*AIM OF THE EXERCISE*
Reproduce the following lines verbatim, beginning with the first line and continuing through the line that contains "<point>325,256</point>", inclusive.

------ DATA ENTRIES ------

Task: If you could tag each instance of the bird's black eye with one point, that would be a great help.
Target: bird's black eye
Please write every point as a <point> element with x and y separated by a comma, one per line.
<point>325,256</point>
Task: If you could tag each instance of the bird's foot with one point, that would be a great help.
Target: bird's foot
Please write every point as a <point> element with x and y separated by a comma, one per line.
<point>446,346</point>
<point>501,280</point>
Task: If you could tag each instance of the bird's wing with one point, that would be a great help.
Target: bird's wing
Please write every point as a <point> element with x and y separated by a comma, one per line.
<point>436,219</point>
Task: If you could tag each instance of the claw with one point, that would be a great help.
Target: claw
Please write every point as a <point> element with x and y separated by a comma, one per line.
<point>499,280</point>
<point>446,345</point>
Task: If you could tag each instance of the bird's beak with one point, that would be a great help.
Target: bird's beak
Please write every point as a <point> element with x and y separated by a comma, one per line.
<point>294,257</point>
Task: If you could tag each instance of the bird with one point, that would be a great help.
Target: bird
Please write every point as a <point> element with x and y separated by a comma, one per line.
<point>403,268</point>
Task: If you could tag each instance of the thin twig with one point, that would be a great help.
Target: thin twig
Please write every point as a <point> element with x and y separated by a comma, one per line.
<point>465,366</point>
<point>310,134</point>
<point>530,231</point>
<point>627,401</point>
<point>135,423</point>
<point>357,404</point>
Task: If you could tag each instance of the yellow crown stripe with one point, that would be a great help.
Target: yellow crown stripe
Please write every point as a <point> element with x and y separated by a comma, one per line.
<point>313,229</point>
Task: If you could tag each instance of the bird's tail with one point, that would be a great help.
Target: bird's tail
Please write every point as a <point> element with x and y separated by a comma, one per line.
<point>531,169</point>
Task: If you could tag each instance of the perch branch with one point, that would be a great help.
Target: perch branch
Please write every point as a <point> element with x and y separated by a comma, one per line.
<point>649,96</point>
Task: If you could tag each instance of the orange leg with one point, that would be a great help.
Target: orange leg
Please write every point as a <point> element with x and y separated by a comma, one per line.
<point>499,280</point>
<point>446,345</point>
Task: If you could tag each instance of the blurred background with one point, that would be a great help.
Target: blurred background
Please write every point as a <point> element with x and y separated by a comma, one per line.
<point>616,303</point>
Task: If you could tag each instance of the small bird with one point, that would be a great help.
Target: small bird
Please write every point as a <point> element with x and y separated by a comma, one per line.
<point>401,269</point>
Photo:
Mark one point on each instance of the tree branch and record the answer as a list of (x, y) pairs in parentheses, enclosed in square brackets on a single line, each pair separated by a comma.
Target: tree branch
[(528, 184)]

------

*REPLY*
Task: If you could tag each instance of the bird's black eye with one point, that would be a great help.
Target: bird's black eye
Please write every point as a <point> element with x and y separated by a comma, one per line.
<point>325,256</point>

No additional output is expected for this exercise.